=== DATA PROVIDED ===

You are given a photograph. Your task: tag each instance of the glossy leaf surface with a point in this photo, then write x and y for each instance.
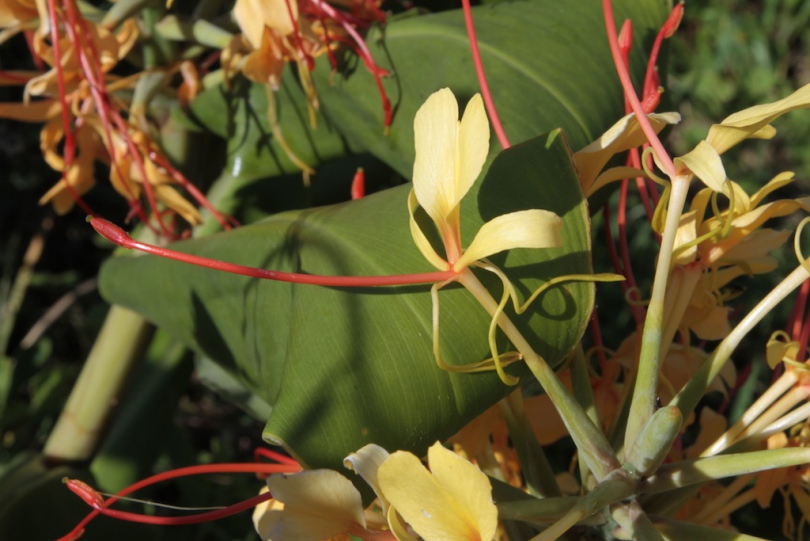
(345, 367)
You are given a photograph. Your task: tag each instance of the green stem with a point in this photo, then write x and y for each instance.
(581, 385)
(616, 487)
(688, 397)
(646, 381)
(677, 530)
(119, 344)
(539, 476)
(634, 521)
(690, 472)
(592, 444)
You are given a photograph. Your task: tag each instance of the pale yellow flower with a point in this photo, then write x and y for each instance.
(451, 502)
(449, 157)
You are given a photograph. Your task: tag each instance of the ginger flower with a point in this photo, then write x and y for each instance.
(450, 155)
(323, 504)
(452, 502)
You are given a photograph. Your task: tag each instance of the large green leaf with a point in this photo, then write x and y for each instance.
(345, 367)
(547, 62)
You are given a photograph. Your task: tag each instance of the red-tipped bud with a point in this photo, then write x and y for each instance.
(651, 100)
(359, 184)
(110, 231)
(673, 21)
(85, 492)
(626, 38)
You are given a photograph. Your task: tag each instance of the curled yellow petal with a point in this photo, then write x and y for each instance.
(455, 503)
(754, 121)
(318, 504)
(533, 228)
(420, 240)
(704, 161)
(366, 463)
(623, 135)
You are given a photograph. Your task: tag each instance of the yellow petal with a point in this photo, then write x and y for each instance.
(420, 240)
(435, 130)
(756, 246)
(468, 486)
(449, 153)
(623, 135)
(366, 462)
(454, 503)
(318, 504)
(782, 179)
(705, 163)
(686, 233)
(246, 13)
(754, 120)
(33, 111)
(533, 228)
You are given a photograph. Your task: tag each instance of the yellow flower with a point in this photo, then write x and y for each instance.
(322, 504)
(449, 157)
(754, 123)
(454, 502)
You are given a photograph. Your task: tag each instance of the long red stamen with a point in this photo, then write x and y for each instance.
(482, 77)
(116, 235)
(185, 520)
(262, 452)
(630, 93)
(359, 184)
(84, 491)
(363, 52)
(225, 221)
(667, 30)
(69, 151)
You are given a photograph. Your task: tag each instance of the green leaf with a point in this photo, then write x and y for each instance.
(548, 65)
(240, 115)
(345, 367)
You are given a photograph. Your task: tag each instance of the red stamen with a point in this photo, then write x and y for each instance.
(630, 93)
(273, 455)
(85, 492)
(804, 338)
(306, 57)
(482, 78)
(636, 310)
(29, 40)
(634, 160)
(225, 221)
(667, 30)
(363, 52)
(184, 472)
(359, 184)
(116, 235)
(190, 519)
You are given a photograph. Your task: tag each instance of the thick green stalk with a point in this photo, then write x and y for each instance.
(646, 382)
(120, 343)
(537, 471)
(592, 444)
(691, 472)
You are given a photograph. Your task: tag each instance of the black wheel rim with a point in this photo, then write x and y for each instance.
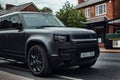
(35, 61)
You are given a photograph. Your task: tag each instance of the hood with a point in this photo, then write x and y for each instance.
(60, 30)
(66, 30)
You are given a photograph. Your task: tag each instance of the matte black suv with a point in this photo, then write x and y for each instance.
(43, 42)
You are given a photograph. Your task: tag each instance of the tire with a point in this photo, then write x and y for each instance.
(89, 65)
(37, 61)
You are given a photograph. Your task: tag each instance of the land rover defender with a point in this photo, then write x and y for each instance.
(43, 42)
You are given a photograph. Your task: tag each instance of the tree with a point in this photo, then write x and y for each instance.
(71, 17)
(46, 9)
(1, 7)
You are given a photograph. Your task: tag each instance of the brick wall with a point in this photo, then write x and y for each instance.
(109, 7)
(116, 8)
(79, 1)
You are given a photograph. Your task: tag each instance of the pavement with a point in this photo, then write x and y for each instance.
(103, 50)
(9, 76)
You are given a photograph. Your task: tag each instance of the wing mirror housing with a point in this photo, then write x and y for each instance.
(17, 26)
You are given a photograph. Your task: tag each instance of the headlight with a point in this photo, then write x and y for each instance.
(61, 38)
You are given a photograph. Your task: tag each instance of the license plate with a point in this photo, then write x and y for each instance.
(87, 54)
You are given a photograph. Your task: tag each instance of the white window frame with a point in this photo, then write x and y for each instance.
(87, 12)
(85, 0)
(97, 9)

===

> **YOUR INSTRUCTIONS**
The records above should be duplicated exactly, with none of their pictures kept.

> **RESULT BELOW**
You are given a photograph. Your task: tag each instance of the glossy leaf surface with a point in this photo, then write x and y for each instance.
(345, 367)
You are given a photograph. Your task: tag each instance of the green stem with a point in this photo, then write x and y for each instance.
(581, 385)
(616, 487)
(688, 397)
(646, 381)
(677, 530)
(119, 344)
(539, 476)
(634, 521)
(690, 472)
(592, 444)
You are given a photograph. Your task: tag each instance of the pale yellow flower with a point in this photo, then write x and y for each instance.
(451, 502)
(449, 157)
You are given a photograph. Your task: tag each instance of the ginger flower with a point in this photo, then write x and y for each instance.
(450, 155)
(323, 504)
(452, 502)
You are given a photograph. Your task: tag each instance of the large green leaf with a point in this photo, then write x and y for each instance.
(345, 367)
(547, 62)
You are given a photograph. Your task: tag each instance of the red-tipped bud with a point in this photo, then write x and y for each instance.
(651, 100)
(359, 184)
(110, 231)
(673, 21)
(85, 492)
(626, 38)
You are given a photograph. Your task: tag each instance of the curled yellow petal with a point in this photo, then write x and y for each instance.
(455, 503)
(754, 121)
(318, 504)
(533, 228)
(420, 240)
(704, 161)
(366, 463)
(623, 135)
You are given a photograph. Your task: tag each instance of the yellow petal with a point in this photo, then write x and y for each instance.
(420, 240)
(435, 130)
(756, 246)
(468, 486)
(449, 153)
(623, 135)
(366, 462)
(454, 503)
(318, 504)
(782, 179)
(705, 163)
(686, 233)
(246, 13)
(754, 120)
(33, 111)
(533, 228)
You are given a photograph. Your task: tag each instance of the yellow flower with a point in this photo, then write x and y for each instance.
(322, 504)
(449, 157)
(754, 123)
(454, 502)
You are given a photograph. Your task: tag each instance of the long red stamen with a point in this photo, then write x and y for each instance.
(482, 77)
(116, 235)
(185, 520)
(262, 452)
(630, 93)
(359, 184)
(84, 491)
(363, 52)
(225, 221)
(667, 30)
(69, 151)
You are given a photograph. Your task: tag each instance of the green leaf with a point in this photo, then write x and y for each instance.
(548, 65)
(240, 115)
(345, 367)
You are given a photograph. Your task: tag each instance of the red stamen with a point in this photo, then write x and y for each instance.
(630, 93)
(273, 455)
(85, 492)
(804, 338)
(306, 57)
(482, 78)
(636, 310)
(29, 40)
(634, 160)
(225, 221)
(667, 30)
(363, 52)
(184, 472)
(359, 184)
(116, 235)
(190, 519)
You are given a photograph. Your task: tag each instance of the thick green stalk with a point in this photo, then write x and y for each instance.
(646, 382)
(120, 343)
(537, 471)
(592, 444)
(691, 472)
You are given a photograph. Your task: tag each instance of the black wheel rim with a point in this photo, then write x and y for each instance.
(35, 61)
You are given a photograph. Your task: tag each instance of the hood with a point in this photo, then write x and y for each instance.
(60, 30)
(66, 30)
You are given a photograph. Your task: tag each instance of the matte black suv with a point in this photo, then write x and y for each instance.
(43, 42)
You are given a photograph. Your task: tag each instance of the tire with a point in this photo, then write x and y for each instance.
(89, 65)
(37, 61)
You are given a photograph. Your task: tag each instance of the land rover defender with a point in this photo, then write x and y for each instance.
(43, 42)
You are given a photograph. Your task: tag each instance of the tree with a point in this photo, then write x and y for each instance.
(71, 17)
(46, 9)
(1, 7)
You are given a photograph. Your task: tag each instance of the brick wall with a point in this photo, then write x and y for each instance.
(109, 7)
(116, 8)
(79, 1)
You are given a photograph. Your task: tag each instance of the pavement with a point in this photo, then write x and y for each instance.
(103, 50)
(9, 76)
You are given a photograph. Your task: tag each instance of the wing mirror housing with a point in this photo, then write x and y for each instance.
(17, 26)
You are given a photograph. Your task: tag each instance of the headlight with a point in this photo, then write x and y for each instance.
(61, 38)
You are given a photograph. Your task: tag each instance of the license plate with a point in this photo, then write x and y for each instance.
(87, 54)
You are given a photograph. Your task: tag each instance of the white window frame with a point in this photo, then write x and y for each instance.
(87, 12)
(85, 0)
(97, 9)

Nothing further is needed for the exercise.